**What to produce**
Copy out the entire listing below character for character, omitting the pictures.

------------

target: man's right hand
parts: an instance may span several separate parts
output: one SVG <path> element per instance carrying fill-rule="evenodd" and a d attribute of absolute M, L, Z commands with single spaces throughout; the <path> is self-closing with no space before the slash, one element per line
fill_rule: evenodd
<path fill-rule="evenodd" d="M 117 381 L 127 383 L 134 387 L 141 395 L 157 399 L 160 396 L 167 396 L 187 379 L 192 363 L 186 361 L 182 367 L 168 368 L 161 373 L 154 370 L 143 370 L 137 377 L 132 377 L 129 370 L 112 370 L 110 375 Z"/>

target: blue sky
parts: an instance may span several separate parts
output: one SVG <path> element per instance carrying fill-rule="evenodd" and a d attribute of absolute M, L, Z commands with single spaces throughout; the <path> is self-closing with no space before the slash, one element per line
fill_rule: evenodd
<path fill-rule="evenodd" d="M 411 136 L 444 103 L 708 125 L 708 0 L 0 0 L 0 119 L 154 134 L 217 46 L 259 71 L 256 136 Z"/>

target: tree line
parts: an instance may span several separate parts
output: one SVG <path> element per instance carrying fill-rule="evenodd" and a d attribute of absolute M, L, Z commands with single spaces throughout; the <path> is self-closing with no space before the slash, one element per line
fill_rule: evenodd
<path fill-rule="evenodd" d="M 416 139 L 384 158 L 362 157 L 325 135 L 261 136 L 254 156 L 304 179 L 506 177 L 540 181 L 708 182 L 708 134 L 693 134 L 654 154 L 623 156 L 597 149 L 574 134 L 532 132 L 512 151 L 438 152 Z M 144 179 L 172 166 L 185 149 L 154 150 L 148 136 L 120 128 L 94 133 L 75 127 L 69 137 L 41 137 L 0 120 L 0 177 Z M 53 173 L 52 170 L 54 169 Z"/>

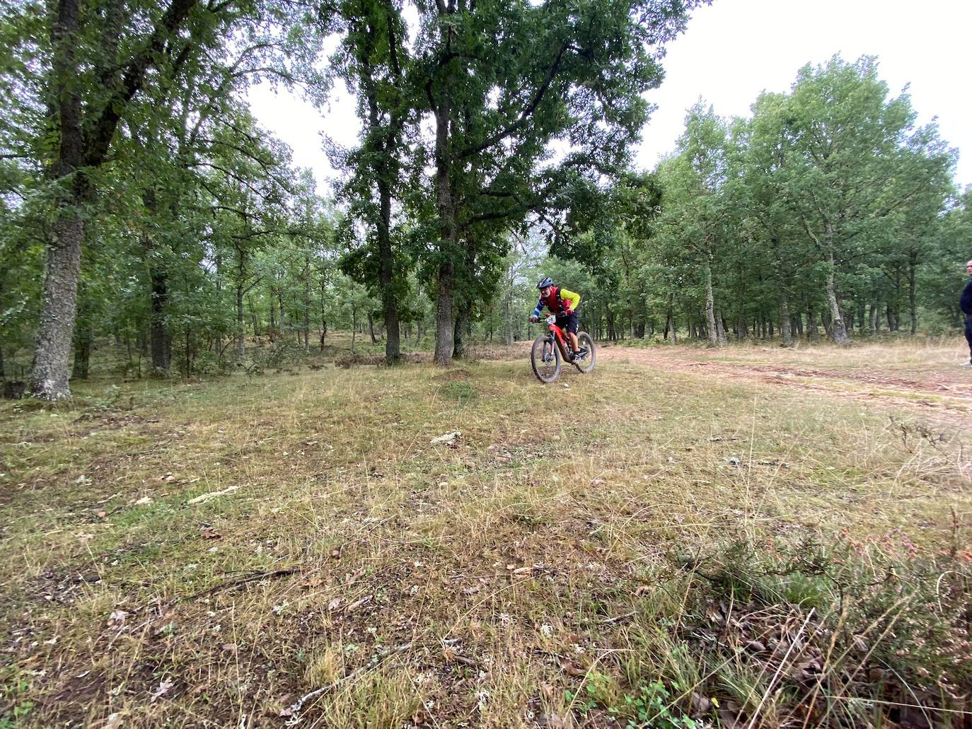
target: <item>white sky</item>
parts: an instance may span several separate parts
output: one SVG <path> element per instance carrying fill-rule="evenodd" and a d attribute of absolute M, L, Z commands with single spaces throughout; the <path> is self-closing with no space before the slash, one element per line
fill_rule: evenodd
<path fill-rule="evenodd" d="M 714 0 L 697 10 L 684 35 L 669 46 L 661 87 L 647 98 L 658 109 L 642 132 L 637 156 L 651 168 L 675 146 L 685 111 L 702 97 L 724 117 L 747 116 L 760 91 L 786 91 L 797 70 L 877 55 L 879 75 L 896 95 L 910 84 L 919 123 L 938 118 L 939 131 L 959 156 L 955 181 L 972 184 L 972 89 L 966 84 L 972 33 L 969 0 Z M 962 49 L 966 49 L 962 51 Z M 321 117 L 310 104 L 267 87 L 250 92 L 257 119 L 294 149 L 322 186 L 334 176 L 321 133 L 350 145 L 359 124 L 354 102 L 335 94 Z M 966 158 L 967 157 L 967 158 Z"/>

------------

**Full output**
target: man's right hand
parts: an instance may span several separate parts
output: one SVG <path> element per instance carrying fill-rule="evenodd" and a d attribute of absolute M, L, Z commands with single spaces throughout; the <path> is self-closing with no space before the slash, one element per line
fill_rule: evenodd
<path fill-rule="evenodd" d="M 117 381 L 127 383 L 134 387 L 141 395 L 157 399 L 160 396 L 167 396 L 187 379 L 192 363 L 186 361 L 182 367 L 168 368 L 161 373 L 154 370 L 143 370 L 137 377 L 132 377 L 129 370 L 112 370 L 110 375 Z"/>

target: blue sky
parts: an instance may span several separate parts
output: one SVG <path> element per instance carrying fill-rule="evenodd" and a d attribute of absolute M, L, Z commands with single spaces throughout; the <path> is self-closing with no space before the slash, one element per line
fill_rule: evenodd
<path fill-rule="evenodd" d="M 411 136 L 444 103 L 708 125 L 708 0 L 0 0 L 0 119 L 154 134 L 217 46 L 259 71 L 256 136 Z"/>

target: tree line
parts: an instance may span several separate parts
output: one SVG <path> element per instance carrying fill-rule="evenodd" and a d attribute of absolute M, L, Z commands with single spaces throughout; the <path> is self-closing with no space before the slash, one element per line
fill_rule: evenodd
<path fill-rule="evenodd" d="M 416 139 L 384 158 L 362 157 L 325 135 L 261 136 L 254 156 L 304 179 L 506 177 L 540 181 L 708 182 L 708 134 L 693 134 L 654 154 L 623 156 L 597 149 L 574 134 L 532 132 L 512 151 L 438 152 Z M 144 179 L 172 166 L 185 149 L 154 150 L 148 136 L 120 128 L 94 133 L 75 127 L 69 137 L 41 137 L 0 120 L 0 177 Z M 53 173 L 52 170 L 54 169 Z"/>

target: <item>white sky</item>
parts: an instance may span several separate parts
output: one SVG <path> element per instance carrying fill-rule="evenodd" and a d attribute of absolute M, L, Z commands with single spaces throughout; the <path> is self-closing with no space before the slash, one element per line
fill_rule: evenodd
<path fill-rule="evenodd" d="M 714 0 L 697 10 L 684 35 L 669 46 L 661 87 L 647 98 L 658 109 L 642 132 L 637 156 L 651 168 L 675 146 L 685 111 L 702 97 L 724 117 L 747 116 L 760 91 L 786 91 L 797 70 L 877 55 L 879 75 L 896 95 L 910 84 L 919 123 L 938 118 L 939 131 L 959 156 L 955 181 L 972 184 L 972 89 L 966 84 L 972 33 L 969 0 Z M 962 49 L 966 49 L 962 51 Z M 321 117 L 310 104 L 267 87 L 250 92 L 257 119 L 294 149 L 322 186 L 334 176 L 321 133 L 350 145 L 359 124 L 354 102 L 335 94 Z M 966 158 L 967 157 L 967 158 Z"/>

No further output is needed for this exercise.